:: EXERCISE GOAL ::
Return each line of the material below that contains the string "query". Treat uppercase and lowercase as different.

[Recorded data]
□ □ □

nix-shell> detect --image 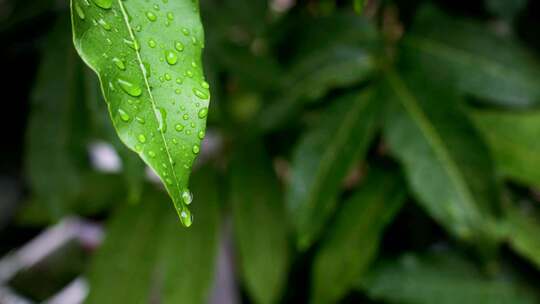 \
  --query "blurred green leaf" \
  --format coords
[404,7,540,107]
[311,169,405,303]
[260,45,376,129]
[362,252,537,304]
[71,0,210,226]
[286,91,381,249]
[472,110,540,187]
[484,0,527,20]
[25,15,82,219]
[384,70,499,240]
[505,202,540,270]
[230,143,289,303]
[86,170,219,304]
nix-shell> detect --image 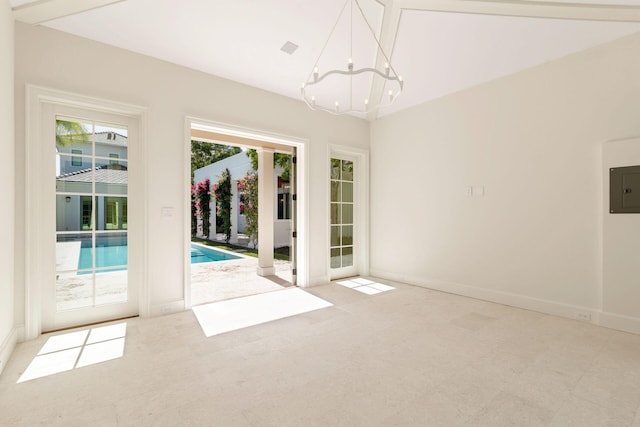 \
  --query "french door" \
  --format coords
[41,105,142,332]
[329,156,359,279]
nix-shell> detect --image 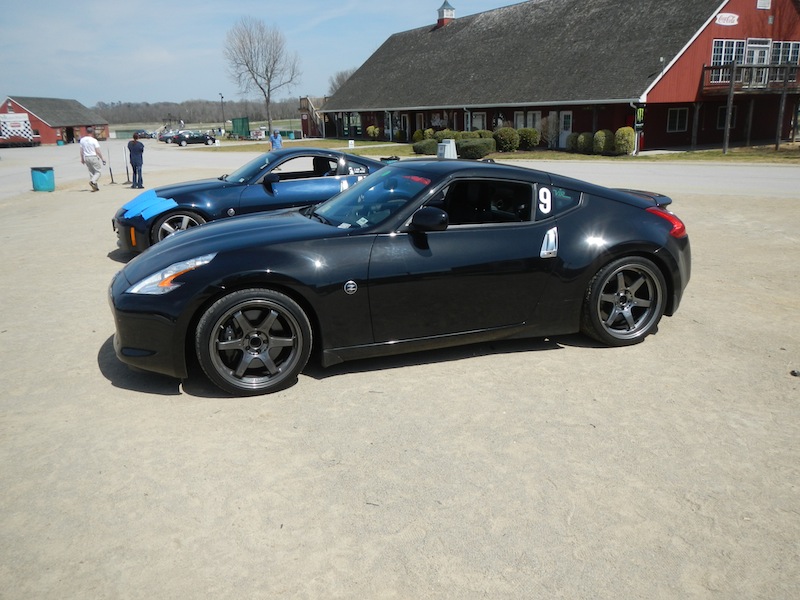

□ □ □

:: REPLY TO THE EXERCISE ::
  --query "blurred green leaf" \
  --query "french door" \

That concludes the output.